### BRIEF
How many lines of the records contain the string "crossed"? Give only the number.
_ _ _ _ _
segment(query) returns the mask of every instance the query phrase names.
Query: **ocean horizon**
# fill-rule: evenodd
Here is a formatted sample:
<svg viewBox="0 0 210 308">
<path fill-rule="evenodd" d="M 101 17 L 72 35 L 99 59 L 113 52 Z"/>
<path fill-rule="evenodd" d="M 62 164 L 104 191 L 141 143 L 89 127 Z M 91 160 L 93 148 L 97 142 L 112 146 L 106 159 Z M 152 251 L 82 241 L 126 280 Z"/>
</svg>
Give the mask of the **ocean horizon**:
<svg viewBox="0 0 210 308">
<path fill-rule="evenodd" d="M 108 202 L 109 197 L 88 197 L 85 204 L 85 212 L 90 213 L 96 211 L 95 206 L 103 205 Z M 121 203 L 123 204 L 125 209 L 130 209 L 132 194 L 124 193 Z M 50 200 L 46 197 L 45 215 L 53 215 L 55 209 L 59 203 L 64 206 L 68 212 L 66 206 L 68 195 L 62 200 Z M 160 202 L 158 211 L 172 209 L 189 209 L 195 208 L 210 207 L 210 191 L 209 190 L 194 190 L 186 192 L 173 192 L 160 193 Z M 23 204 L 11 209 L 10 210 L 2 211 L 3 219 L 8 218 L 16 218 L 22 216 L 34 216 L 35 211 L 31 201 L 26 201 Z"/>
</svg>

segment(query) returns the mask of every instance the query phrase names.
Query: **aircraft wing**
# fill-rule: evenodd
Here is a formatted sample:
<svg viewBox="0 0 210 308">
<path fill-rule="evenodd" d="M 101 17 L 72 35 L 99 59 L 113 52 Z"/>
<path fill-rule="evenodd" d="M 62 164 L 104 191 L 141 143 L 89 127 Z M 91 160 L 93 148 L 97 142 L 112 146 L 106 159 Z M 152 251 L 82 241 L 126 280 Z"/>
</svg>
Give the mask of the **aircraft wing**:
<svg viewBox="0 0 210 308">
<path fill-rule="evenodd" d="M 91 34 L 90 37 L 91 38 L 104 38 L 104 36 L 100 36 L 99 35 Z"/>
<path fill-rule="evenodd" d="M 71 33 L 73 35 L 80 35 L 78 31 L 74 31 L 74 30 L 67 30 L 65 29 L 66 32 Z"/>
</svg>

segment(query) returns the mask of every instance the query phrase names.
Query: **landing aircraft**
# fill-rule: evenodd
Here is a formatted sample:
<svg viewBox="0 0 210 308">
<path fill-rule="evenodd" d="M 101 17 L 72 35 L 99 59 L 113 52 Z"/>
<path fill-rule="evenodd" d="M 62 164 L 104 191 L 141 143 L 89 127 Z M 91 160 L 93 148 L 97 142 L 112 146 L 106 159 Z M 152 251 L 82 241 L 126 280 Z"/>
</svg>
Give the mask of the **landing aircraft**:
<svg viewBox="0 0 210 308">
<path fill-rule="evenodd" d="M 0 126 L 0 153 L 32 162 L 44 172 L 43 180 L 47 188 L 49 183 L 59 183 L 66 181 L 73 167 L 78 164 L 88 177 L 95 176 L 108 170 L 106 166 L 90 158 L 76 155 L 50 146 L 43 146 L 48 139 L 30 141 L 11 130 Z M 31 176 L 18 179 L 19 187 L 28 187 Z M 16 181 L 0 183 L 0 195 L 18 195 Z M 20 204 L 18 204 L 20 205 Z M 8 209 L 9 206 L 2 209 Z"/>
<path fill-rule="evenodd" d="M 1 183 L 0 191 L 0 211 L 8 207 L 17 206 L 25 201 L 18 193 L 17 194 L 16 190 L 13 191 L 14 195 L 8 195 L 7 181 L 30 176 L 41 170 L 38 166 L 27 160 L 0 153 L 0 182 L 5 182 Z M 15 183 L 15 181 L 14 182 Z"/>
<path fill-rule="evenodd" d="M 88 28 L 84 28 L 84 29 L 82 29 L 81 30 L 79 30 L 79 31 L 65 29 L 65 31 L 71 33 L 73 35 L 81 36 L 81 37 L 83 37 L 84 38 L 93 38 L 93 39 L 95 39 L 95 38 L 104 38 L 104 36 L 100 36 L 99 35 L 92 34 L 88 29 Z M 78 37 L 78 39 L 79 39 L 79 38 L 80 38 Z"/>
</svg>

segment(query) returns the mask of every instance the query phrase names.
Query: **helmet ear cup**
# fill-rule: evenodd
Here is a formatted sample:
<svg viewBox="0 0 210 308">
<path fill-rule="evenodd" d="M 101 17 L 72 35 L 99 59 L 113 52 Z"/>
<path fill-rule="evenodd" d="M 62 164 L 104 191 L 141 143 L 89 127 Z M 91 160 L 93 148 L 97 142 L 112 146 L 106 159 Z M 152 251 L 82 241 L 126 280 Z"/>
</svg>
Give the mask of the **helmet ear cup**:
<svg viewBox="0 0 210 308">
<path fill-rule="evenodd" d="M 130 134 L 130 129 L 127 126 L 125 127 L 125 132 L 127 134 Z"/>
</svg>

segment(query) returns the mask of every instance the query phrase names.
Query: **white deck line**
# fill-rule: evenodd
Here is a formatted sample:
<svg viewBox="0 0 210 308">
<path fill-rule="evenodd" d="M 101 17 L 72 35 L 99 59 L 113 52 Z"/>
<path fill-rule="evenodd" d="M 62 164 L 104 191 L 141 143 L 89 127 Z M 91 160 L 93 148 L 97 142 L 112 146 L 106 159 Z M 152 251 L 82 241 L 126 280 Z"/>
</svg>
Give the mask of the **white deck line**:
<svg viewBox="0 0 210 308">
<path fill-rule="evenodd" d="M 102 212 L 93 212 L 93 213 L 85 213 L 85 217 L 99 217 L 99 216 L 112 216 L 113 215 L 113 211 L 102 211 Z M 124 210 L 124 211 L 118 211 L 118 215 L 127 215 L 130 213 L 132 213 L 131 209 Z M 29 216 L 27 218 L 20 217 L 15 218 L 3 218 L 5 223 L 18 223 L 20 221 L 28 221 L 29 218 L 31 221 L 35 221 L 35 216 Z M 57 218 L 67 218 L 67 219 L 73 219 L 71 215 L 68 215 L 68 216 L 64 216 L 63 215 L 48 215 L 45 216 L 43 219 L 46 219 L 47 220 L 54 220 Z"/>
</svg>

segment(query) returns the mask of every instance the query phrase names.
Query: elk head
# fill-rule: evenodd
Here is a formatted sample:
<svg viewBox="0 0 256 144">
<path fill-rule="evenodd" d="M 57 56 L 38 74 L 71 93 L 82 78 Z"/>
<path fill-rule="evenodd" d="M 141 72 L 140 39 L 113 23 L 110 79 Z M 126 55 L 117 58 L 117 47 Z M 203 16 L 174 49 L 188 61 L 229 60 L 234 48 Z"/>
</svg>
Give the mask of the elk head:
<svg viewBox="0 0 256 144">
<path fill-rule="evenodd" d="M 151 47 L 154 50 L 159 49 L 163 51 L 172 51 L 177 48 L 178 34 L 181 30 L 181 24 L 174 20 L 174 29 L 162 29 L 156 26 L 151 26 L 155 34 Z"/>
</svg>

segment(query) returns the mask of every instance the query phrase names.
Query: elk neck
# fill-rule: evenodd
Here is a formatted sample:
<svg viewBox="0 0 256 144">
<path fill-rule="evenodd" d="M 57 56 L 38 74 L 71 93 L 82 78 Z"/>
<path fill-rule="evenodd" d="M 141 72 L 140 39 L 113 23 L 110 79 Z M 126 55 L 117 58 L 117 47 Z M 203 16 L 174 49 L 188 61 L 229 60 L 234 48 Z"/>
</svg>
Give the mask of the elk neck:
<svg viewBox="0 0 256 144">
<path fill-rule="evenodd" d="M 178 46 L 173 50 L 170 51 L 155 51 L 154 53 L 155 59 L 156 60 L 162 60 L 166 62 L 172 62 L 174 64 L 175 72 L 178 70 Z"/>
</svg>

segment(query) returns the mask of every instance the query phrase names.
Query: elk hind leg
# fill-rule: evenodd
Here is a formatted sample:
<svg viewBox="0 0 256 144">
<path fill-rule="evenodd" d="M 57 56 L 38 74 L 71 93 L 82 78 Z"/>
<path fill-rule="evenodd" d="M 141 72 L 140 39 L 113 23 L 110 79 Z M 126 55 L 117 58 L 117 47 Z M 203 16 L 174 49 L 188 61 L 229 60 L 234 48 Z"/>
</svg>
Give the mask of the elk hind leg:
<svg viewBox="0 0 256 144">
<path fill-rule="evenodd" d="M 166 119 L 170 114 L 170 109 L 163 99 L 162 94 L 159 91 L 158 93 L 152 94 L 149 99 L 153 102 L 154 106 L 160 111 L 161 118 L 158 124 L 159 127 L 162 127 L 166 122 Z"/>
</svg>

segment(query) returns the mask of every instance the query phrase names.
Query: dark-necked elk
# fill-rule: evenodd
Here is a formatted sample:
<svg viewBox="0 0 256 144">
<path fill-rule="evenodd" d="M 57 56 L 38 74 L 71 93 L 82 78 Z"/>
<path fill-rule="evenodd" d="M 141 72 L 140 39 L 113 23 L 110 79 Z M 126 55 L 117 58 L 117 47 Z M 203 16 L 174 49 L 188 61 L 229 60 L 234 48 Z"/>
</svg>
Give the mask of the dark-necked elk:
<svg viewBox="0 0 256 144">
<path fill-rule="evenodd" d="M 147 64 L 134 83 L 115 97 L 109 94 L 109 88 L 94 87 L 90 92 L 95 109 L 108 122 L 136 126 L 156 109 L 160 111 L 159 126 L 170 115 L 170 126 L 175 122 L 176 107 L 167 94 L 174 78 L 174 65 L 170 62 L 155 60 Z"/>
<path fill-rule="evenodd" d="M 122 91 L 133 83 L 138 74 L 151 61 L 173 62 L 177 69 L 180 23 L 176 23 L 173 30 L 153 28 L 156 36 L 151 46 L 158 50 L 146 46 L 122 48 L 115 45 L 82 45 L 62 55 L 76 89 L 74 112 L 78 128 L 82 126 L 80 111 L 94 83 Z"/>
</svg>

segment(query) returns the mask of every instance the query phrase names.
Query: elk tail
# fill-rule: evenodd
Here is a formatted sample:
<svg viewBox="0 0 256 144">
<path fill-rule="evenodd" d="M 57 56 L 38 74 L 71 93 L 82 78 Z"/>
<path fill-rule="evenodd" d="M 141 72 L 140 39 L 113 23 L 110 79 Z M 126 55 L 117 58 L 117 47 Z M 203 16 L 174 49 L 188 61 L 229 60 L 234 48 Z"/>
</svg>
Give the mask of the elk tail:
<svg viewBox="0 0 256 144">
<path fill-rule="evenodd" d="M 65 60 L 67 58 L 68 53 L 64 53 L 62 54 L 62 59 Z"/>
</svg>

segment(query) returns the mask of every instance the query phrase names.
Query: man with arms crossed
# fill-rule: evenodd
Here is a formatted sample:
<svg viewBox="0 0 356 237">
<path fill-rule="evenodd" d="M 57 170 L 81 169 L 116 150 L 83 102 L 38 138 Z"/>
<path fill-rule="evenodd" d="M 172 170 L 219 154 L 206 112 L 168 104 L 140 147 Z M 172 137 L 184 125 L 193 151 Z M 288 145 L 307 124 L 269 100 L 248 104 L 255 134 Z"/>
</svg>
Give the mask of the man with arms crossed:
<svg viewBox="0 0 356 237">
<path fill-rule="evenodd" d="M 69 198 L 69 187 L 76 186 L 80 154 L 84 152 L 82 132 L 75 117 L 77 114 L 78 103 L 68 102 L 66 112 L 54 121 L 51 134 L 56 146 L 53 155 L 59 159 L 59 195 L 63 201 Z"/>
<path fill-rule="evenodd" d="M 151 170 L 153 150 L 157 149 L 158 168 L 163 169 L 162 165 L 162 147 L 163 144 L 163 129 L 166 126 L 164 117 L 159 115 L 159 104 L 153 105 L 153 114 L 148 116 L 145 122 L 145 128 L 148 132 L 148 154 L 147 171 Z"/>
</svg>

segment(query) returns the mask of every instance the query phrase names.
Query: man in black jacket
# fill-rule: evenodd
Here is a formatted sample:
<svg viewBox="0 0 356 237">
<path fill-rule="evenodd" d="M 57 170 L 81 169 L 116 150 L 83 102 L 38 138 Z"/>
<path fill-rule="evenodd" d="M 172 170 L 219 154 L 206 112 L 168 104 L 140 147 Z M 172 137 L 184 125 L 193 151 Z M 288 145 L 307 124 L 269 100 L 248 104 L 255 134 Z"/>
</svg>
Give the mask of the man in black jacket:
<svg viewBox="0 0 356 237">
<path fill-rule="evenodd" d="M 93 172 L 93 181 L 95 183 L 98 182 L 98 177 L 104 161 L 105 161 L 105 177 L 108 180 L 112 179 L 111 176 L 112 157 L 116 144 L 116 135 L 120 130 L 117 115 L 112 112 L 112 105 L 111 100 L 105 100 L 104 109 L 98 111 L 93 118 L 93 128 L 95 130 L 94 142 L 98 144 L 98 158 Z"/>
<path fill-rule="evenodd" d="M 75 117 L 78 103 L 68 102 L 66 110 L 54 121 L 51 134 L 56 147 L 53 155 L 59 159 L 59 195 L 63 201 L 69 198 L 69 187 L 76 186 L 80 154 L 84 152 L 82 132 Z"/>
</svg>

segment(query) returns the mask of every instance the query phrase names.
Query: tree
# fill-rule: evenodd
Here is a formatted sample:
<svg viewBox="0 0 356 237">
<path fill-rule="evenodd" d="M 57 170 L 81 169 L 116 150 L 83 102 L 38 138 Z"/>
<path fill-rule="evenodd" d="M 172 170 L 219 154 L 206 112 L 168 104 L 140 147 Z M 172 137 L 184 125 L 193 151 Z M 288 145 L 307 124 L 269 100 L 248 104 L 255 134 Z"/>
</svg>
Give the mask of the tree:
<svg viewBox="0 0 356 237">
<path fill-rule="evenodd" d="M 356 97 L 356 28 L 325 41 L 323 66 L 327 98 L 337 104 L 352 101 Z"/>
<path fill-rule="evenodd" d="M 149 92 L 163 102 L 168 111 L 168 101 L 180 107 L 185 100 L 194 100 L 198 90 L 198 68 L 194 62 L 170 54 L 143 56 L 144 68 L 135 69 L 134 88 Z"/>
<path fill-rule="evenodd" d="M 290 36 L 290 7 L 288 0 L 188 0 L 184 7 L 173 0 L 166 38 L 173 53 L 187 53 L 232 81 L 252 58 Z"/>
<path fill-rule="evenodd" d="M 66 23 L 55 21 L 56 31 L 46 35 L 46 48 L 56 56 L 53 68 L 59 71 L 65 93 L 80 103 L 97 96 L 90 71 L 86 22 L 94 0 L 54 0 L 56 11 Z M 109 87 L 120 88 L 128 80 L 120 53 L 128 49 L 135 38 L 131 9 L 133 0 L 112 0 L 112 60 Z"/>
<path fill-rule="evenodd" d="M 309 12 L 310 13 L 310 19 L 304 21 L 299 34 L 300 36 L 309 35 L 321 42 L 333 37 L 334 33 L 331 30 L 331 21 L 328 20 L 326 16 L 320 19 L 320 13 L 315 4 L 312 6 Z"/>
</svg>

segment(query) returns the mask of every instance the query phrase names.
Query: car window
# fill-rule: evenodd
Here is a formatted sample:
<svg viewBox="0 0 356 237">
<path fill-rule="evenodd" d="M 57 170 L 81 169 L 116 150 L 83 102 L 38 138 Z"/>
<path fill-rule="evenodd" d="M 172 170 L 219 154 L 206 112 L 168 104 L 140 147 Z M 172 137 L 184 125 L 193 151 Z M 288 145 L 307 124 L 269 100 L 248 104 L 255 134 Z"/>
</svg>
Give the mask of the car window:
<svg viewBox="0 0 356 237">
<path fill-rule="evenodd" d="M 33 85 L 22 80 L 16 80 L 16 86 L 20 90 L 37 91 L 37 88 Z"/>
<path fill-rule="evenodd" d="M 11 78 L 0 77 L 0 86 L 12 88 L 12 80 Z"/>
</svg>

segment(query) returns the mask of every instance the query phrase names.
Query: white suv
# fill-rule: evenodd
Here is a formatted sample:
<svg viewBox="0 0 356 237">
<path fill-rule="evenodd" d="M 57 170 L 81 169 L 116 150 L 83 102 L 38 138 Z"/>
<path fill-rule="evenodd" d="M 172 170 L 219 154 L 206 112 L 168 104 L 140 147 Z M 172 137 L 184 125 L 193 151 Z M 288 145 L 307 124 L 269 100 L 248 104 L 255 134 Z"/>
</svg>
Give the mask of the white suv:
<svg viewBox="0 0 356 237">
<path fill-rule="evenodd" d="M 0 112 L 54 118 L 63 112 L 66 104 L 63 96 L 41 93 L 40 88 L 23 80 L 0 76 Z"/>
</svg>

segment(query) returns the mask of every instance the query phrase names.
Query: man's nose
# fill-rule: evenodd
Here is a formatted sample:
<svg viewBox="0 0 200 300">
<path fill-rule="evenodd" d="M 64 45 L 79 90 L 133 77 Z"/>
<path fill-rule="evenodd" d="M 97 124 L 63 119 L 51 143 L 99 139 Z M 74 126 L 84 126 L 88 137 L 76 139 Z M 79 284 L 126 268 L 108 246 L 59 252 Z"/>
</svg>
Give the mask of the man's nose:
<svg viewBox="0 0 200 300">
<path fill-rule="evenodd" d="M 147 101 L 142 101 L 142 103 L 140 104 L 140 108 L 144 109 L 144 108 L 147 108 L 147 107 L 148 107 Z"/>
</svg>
_ _ _ _ _
### OUTPUT OF THE EXERCISE
2